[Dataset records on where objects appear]

....

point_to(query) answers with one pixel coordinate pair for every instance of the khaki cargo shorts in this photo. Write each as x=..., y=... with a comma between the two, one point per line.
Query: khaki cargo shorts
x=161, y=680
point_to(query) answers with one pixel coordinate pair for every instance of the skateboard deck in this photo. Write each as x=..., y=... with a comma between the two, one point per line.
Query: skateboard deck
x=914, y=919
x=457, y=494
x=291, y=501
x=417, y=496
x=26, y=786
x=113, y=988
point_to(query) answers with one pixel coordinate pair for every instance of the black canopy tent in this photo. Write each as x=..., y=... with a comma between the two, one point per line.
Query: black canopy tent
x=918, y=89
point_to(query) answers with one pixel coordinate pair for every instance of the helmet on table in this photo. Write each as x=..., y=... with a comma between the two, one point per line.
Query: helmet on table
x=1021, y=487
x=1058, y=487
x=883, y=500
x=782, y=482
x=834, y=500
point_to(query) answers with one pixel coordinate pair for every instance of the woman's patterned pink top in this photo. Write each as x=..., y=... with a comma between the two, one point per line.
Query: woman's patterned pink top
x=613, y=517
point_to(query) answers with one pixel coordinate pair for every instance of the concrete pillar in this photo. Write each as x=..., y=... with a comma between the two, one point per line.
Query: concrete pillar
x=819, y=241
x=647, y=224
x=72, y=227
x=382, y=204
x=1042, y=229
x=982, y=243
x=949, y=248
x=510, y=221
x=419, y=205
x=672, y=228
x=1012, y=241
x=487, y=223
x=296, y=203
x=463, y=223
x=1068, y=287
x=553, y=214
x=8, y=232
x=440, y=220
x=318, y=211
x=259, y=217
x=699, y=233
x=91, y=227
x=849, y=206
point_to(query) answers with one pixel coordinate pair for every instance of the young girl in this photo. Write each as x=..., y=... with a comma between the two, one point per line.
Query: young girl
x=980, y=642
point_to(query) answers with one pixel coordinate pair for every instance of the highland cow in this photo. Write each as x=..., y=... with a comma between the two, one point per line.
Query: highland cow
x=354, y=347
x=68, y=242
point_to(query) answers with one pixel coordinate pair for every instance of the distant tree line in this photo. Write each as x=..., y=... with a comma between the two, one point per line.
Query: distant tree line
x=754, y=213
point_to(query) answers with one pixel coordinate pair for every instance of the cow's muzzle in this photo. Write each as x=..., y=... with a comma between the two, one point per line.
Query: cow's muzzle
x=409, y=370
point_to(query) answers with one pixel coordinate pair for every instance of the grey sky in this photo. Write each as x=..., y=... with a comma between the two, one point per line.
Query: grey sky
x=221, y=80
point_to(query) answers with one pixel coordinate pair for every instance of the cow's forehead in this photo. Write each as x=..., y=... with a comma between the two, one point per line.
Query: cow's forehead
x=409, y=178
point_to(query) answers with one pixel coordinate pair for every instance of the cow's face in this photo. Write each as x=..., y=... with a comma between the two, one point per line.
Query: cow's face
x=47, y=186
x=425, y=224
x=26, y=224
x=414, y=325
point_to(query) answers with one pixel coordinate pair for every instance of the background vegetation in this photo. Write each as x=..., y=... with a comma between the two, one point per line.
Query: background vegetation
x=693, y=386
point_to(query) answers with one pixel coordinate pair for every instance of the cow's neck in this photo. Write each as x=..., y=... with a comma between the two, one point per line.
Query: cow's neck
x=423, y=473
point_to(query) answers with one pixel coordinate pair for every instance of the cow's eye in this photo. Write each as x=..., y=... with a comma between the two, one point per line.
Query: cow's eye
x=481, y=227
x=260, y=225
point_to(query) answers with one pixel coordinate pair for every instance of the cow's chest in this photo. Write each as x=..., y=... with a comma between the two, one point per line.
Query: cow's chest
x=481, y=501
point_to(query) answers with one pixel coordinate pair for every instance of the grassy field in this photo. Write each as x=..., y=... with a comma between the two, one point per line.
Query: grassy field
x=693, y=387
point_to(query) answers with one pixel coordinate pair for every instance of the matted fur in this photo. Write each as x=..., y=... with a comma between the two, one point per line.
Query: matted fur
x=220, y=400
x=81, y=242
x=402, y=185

....

Number every line of the records above in a single list, omitting any blank lines.

1. point_to(query) answers with one pixel coordinate pair for every instance of the khaki cargo shorts in this photo. Write each as x=..., y=... with a comma between the two, one point per line.
2. Query: khaki cargo shorts
3. x=161, y=680
4. point_to(query) answers with one pixel coordinate pair for every instance of the skateboard deck in this photo. Write each as x=..., y=... with a comma between the two, one point per line.
5. Query: skateboard deck
6. x=914, y=919
7. x=457, y=494
8. x=291, y=501
9. x=417, y=496
10. x=26, y=786
11. x=113, y=988
12. point_to(query) answers with one pixel coordinate pair for every instance of the black canopy tent in this photo. Write each as x=..., y=... with a comma between the two, one point per line.
13. Query: black canopy tent
14. x=918, y=89
15. point_to(query) answers with one pixel coordinate pair for every instance of the helmet on table in this photo. Write each as x=..., y=... with a comma between the two, one point per line.
16. Query: helmet on table
17. x=1021, y=487
18. x=1058, y=487
19. x=883, y=500
20. x=782, y=482
21. x=834, y=500
22. point_to(query) answers with one pixel coordinate pair for every instance of the woman's patterned pink top in this photo. Write each as x=..., y=... with a comma between the two, one point per line.
23. Query: woman's patterned pink top
24. x=613, y=517
25. point_to(query) answers with one pixel coordinate pair for every instance of the concrete pillar in this photo. Write each as x=..., y=... with a comma between the two, one point per line.
26. Query: concrete pillar
27. x=819, y=241
28. x=647, y=224
29. x=72, y=227
30. x=382, y=204
31. x=1042, y=229
32. x=982, y=243
33. x=949, y=248
34. x=510, y=221
35. x=419, y=205
36. x=672, y=228
37. x=1012, y=241
38. x=487, y=223
39. x=296, y=203
40. x=463, y=223
41. x=1068, y=287
42. x=553, y=214
43. x=8, y=232
44. x=440, y=220
45. x=318, y=211
46. x=259, y=217
47. x=699, y=233
48. x=91, y=227
49. x=849, y=206
50. point_to(query) answers with one pixel coordinate pair for every instance of the young girl in this photo. Write each as x=..., y=... with a comma between the two, one point per line.
51. Query: young girl
52. x=980, y=642
53. point_to(query) answers with one pixel coordinate pair for every instance of the highland cow in this photo. Write each as x=..., y=... with a comma between the two, one point per line.
54. Query: highland cow
55. x=354, y=347
56. x=68, y=242
57. point_to(query) answers with one pixel coordinate pair for every instance of the distant tree line in this photo. Write each as x=..., y=... with a comma between the two, one point per line.
58. Query: distant tree line
59. x=754, y=213
60. point_to(query) answers with one pixel coordinate pair for every instance of the cow's muzzle in this photo. Write each as x=..., y=... with a comma between the two, one point per line.
61. Query: cow's muzzle
62. x=409, y=370
63. point_to(query) answers with one pixel coordinate pair for every instance of the grey sky in this photo. Write each as x=..., y=... with a comma between the two, one point per line.
64. Query: grey sky
65. x=221, y=80
66. point_to(query) answers with one pixel coordinate pair for every instance of the cow's forehead in this photo. Write each as x=..., y=... with a comma between the two, one point per line.
67. Query: cow's forehead
68. x=409, y=178
69. point_to(query) answers with one pixel coordinate pair for every instance of the cow's face in this photo. Write each as x=..., y=... with a comma between the two, one point per line.
70. Query: cow's face
71. x=47, y=186
72. x=425, y=224
73. x=26, y=224
74. x=414, y=325
75. point_to(query) answers with one pixel coordinate pair for every instance of the background vegetation in this photo. Write each as x=..., y=... with a comma between the two, one point per line.
76. Query: background vegetation
77. x=693, y=386
78. point_to(query) answers with one pixel coordinate pair for every instance of the cow's neck in this photo. Write each as x=..., y=... with a comma between the two, one point per line.
79. Query: cow's neck
80. x=423, y=473
81. point_to(query) answers with one pixel coordinate pair for every instance of the cow's eye in this photo. Write each as x=..., y=... with a comma between the two, one point per line.
82. Query: cow's eye
83. x=481, y=227
84. x=260, y=225
85. point_to(query) answers with one pixel coordinate pair for every instance of the cow's chest in this photo. Write each as x=..., y=... with a comma between the two, one point per line.
86. Query: cow's chest
87. x=481, y=501
88. point_to(query) answers with one pixel coordinate pair for every instance of the grassy field in this photo. Write each as x=..., y=... with a comma between the two, one point per line.
89. Query: grassy field
90. x=693, y=387
91. point_to(query) answers with one pixel coordinate pair for every instance of the matted fur in this photo. Write each as x=..., y=... with a comma between the two, one point per line.
92. Query: matted fur
93. x=220, y=400
94. x=81, y=242
95. x=402, y=185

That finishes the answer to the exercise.